Activity list —
A – Repeat the passage of the Teacher of the Year article between "The reigning Teacher" and "finalist last year.", inclusive.
B – According to the Teacher of the Year article, where did Beth Cirzan work for a year before she got a teaching job?
C – Go on with the article about the Teacher of the Year finalists from the point where it stops.

Document text —
++++++
	
		 
	The distinction is especially meaningful for Flowing Wells. 
	
		 
	The reigning Teacher of the Year, Kim Babeu, is a physical education teacher 
	at Flowing Wells Junior High School. 
	
		 
	The 2002 and 1997 Teachers of the Year also were from the district, and 
	Flowing Wells High School biology teacher Bev Waters was named as a top-10 
	finalist last year. 
	
		 
	There are five total finalists this year, with two Glendale educators 
	joining the local crop, selected from 60 nominations across the state. One 
	will be chosen next month in Phoenix, and the others all will receive the 
	title "ambassador." 
	
		 
	The other local nominees who made it to the final 10 but not the latest cut 
	are Glenda DeMoss, a sixth-grade math teacher at Esperero Canyon Middle 
	School, in the Catalina Foothills School District, and Stephanie Duisberg, a 
	high school German, Spanish and French teacher at Amphitheater High School. 
	Both will receive $1,000 and will be recognized along with the ambassadors 
	at a Nov. 17 luncheon. 
	
		 
	The Teacher of the Year is selected by the Arizona Educational Foundation. A 
	panel of business and community leaders, educators, parents and students 
	will interview the final five and watch videos of them teaching a class. 
	
		 
	Beth Cirzan 
	
		 
	Marana High School 
	
		 
	For 26 years, Cirzan has taught literature at the rural Marana High 
	School, 12000 W. Emigh Road. 
	
		 
	The Oregon native, who moved to Tucson for the sun and worked at a Black 
	Angus Restaurant for a year before landing a teaching job, is "a bit 
	uncomfortable and awkward" about her latest distinction, she says. She also 
	received her district's Teacher of the Year award and the Circle-K Teacher 
	of the Year award this year. 
	
		 
	"I'm very, very flattered," she said of all the attention. "I work with so 
	many wonderful people. I just hope I can represent them well." 
	
		 
	That's typical of the 47-year-old educator, says her boss, Marana Principal 
	Jim Doty. 
	
		 
	"Beth doesn't like the attention and it's kind of nice someone like that is 
	being recognized," he said. "Sometimes, it's just the people who promote 
	themselves, and she's not that kind of person." 
	
		 
	But she's not shy around her teenage students. Cirzan keeps them hooked on 
	her American literature lessons by connecting classic readings with 
	historical analysis. 
	
		 
	Lucy Popson 
	
		 
	Walter Douglas 
	
		 
	Elementary School 
	
		 
	Before Friday, the only accolades Popson had received as a teacher were the 
	Golden Bulldog award for excellence in service at Walter Douglas Elementary 
	School, 3302 N. Flowing Wells Road, and a few letters of recommendation from 
	her superintendent and principal.
++++++
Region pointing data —
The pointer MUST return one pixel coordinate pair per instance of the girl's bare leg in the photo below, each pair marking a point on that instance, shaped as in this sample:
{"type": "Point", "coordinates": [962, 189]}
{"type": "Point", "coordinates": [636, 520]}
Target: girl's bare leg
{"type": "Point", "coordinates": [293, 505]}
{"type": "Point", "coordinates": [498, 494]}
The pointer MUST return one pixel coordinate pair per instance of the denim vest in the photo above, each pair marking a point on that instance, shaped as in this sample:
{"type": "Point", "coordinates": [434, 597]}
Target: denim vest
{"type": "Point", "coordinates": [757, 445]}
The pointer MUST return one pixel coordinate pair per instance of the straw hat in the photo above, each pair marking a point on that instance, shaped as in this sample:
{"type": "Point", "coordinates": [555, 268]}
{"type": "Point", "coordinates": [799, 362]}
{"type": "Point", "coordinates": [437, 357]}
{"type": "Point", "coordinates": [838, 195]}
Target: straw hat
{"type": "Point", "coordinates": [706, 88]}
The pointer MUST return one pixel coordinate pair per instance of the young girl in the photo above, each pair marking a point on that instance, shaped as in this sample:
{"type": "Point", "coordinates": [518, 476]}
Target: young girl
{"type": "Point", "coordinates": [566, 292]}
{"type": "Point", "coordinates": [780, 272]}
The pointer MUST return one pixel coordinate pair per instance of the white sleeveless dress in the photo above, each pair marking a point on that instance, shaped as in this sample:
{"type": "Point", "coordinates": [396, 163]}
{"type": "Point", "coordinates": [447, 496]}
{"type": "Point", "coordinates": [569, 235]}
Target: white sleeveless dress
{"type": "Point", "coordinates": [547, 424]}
++++++
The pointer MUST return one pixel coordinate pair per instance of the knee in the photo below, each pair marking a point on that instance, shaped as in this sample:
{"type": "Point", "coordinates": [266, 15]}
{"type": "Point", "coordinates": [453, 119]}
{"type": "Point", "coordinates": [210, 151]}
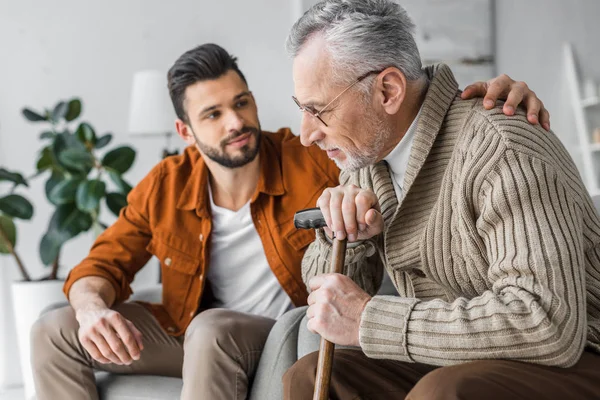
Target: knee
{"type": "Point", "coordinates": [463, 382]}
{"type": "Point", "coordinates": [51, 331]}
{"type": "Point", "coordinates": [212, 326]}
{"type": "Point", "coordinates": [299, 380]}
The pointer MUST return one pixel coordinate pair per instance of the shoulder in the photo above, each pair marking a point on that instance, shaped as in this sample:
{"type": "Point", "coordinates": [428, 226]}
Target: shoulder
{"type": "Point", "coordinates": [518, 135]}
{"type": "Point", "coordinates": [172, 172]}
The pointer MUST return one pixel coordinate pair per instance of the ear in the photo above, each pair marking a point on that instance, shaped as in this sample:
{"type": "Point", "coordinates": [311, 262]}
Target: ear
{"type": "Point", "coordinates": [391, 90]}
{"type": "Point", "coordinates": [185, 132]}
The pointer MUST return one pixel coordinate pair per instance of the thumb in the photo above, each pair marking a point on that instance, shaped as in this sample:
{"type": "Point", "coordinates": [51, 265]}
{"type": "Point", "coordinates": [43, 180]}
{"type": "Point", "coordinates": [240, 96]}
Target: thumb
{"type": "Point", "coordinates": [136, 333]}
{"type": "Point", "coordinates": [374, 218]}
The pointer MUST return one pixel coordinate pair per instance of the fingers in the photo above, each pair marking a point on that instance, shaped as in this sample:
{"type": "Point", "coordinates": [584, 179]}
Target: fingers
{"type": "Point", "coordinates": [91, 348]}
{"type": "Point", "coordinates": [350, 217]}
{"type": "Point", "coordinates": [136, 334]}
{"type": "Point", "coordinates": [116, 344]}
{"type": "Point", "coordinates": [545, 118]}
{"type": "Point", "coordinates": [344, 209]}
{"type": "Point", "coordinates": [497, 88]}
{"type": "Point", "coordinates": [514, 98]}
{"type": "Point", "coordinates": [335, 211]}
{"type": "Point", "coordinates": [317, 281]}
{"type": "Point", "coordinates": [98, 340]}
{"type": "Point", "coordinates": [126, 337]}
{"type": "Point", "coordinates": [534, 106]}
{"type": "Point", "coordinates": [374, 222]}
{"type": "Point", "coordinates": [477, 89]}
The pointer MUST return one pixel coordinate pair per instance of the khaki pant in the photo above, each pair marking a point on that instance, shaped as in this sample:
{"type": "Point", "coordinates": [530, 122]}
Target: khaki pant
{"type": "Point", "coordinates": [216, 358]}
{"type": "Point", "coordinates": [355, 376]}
++++++
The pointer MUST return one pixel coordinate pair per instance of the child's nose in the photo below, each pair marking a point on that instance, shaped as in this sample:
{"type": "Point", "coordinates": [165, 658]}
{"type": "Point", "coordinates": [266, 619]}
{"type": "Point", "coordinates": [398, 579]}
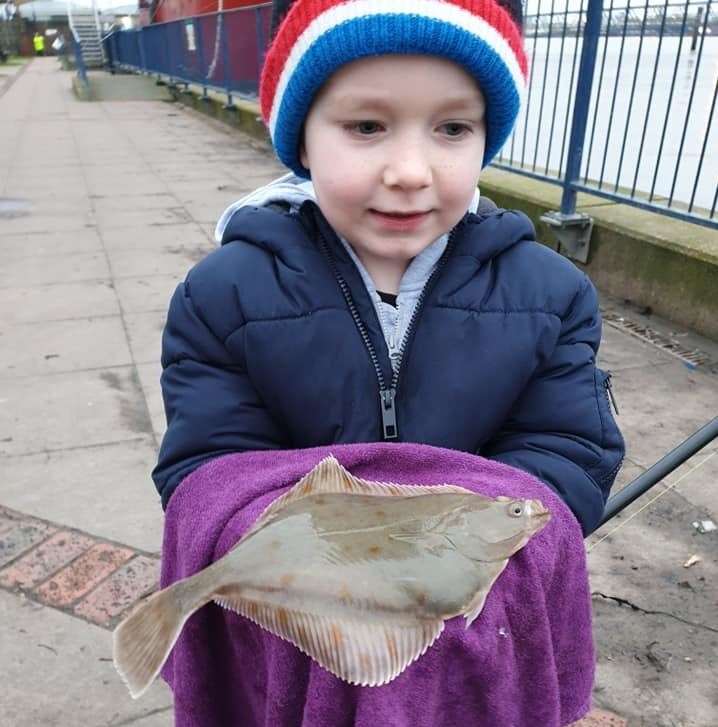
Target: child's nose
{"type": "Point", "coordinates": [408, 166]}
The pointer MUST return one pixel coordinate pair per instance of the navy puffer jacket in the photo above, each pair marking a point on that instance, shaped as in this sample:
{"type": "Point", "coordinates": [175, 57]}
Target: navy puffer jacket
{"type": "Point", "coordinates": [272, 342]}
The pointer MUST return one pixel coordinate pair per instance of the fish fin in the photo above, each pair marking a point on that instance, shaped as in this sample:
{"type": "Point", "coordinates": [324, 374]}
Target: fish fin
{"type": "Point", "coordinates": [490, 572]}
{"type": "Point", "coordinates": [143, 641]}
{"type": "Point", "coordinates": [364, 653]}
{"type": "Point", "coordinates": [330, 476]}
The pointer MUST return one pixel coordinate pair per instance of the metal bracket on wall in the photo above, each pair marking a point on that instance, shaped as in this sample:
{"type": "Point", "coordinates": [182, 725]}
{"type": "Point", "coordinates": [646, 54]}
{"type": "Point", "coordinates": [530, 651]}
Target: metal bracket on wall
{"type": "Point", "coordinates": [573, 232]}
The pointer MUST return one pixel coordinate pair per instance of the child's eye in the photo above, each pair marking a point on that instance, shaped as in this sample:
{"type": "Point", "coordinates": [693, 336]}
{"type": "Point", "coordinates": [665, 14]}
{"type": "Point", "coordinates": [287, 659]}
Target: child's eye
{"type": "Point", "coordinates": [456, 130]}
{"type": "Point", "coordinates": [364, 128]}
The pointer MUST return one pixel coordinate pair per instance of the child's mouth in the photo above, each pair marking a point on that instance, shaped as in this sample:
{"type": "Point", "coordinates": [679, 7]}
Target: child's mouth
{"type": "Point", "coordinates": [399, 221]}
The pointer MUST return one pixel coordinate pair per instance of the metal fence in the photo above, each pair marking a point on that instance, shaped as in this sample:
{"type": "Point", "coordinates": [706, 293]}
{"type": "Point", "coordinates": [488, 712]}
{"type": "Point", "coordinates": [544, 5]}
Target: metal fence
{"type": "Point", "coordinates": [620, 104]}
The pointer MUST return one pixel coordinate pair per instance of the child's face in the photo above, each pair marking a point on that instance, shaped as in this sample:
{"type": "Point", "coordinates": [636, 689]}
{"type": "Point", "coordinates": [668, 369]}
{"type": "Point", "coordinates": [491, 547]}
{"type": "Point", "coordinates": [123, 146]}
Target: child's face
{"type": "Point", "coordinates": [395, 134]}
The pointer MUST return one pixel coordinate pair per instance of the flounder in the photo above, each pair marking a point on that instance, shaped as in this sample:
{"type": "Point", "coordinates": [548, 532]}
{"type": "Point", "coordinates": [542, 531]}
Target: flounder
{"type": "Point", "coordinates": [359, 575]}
++++++
Your written answers —
A –
The reigning Teacher of the Year, Kim Babeu, is a physical education teacher 
	at Flowing Wells Junior High School. 
	
		 
	The 2002 and 1997 Teachers of the Year also were from the district, and 
	Flowing Wells High School biology teacher Bev Waters was named as a top-10 
	finalist last year.

B – At a Black Angus Restaurant.

C –
	
		 
	She's careful to say that being an Arizona Teacher of the Year finalist 
	won't trump her local awards. 
	
		 
	"I still treasure those," said Popson, 39, who's taught in the Flowing Wells 
	district for 11 years. 
	
		 
	Speaking by phone from the school office, Popson sounded a little shaken by 
	all the attention she's received. 
	
		 
	The response the school gave when they learned of her finalist status at an 
	assembly Friday was overwhelming, she said. 
	
		 
	"It felt like thunder when everybody started clapping," she said. "The kids 
	started to stand up. It was great." 
	
		 
	Whether Popson wins or not, the third-grade teacher knows she didn't do it 
	alone. 
	
		 
	"This is a special place for me to work," she said. "My co-workers are my 
	family." 
	
		 
	Tamara McAllister 
	
		 
	Laguna Elementary School 
	
		 
	McAllister didn't realize it then, but spending two years teaching 
	in Japan helped her understand the struggles of the English Language 
	Learners in her second-grade class at Laguna Elementary School, 5001 N. 
	Shannon Road. 
	
		 
	"I didn't know the language (in Japan) and I needed someone to help me 
	understand what was being said," she said.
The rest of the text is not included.